» **WHAT IS BEING ASKED**
In the entries below, every line with the string "hair" is to be reported.

━━━━━━━━━━━━━━━━━━━━

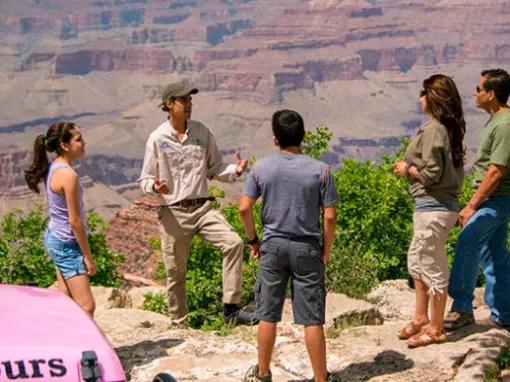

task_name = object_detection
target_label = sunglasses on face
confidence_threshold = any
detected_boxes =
[476,86,485,93]
[419,90,427,97]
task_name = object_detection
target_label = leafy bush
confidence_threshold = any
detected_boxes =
[0,206,53,286]
[302,124,332,159]
[185,237,225,328]
[483,345,510,382]
[497,346,510,369]
[153,261,167,283]
[87,212,124,287]
[0,207,123,287]
[325,244,379,299]
[333,156,413,282]
[142,291,169,315]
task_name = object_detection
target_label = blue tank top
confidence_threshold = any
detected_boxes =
[45,162,87,242]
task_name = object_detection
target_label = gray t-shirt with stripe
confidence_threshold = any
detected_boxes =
[243,152,337,244]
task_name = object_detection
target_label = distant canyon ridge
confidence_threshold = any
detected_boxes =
[0,0,508,219]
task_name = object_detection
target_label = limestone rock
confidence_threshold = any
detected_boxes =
[368,280,489,320]
[367,279,415,319]
[282,292,383,330]
[127,286,167,309]
[93,285,510,382]
[92,286,132,310]
[452,327,510,381]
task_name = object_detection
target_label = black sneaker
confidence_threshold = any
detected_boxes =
[224,308,258,326]
[444,311,475,330]
[243,365,272,382]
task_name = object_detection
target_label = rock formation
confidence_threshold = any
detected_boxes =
[93,281,510,381]
[0,0,505,214]
[105,197,161,278]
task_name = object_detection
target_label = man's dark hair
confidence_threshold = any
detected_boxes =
[161,97,175,113]
[481,68,510,104]
[272,109,305,148]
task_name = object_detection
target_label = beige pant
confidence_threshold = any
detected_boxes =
[408,210,458,295]
[158,201,243,321]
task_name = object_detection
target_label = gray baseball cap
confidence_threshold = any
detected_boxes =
[159,83,198,106]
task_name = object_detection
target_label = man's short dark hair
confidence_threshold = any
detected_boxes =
[272,109,305,148]
[161,97,174,113]
[481,68,510,104]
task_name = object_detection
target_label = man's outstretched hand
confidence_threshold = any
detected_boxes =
[235,151,248,176]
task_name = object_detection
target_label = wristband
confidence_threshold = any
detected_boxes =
[247,236,259,245]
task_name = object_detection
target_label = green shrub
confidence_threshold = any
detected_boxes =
[87,212,124,287]
[325,244,379,299]
[497,346,510,370]
[482,346,510,382]
[333,156,413,282]
[0,207,124,287]
[153,260,166,283]
[302,124,332,159]
[185,236,225,328]
[483,364,499,382]
[0,206,53,286]
[142,291,169,315]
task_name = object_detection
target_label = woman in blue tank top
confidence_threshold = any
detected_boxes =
[25,122,96,318]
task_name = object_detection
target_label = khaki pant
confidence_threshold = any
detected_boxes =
[158,201,243,321]
[408,210,458,294]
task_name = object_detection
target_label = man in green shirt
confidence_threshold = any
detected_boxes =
[445,69,510,330]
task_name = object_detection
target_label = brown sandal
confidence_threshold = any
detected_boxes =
[398,320,427,340]
[407,327,447,348]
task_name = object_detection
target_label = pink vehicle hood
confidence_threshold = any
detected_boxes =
[0,284,126,382]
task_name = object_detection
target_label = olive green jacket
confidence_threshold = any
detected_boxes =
[404,119,463,200]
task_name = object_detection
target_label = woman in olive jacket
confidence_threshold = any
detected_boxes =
[394,74,465,347]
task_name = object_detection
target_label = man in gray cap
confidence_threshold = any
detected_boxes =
[139,82,256,325]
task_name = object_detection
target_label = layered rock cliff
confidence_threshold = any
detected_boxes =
[0,0,505,216]
[105,197,161,277]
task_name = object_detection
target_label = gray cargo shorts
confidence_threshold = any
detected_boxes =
[255,237,326,326]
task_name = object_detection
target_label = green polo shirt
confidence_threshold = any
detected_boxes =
[472,108,510,195]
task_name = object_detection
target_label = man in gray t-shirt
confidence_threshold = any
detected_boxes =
[240,110,337,382]
[243,152,337,244]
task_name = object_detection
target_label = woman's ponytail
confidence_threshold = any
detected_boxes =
[24,133,50,193]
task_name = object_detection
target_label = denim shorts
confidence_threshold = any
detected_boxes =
[255,237,326,325]
[44,229,87,280]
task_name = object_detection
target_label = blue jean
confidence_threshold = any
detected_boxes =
[44,229,87,280]
[448,196,510,325]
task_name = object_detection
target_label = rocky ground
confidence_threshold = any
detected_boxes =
[93,281,510,382]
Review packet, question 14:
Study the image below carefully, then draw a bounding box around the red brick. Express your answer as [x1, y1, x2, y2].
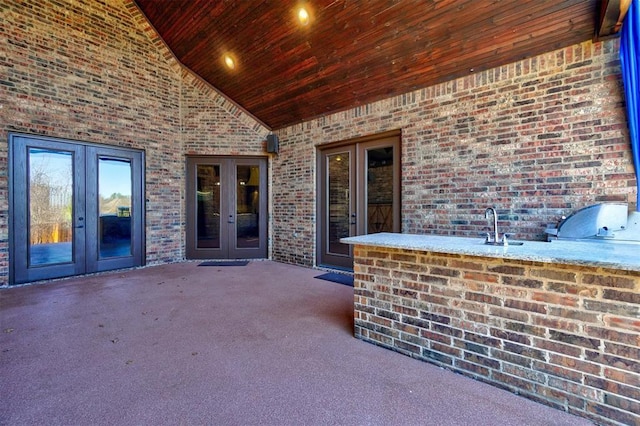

━━━━━━━━━━━━━━━━━━━━

» **OUTPUT**
target_label = man's dark hair
target_label = man's short dark hair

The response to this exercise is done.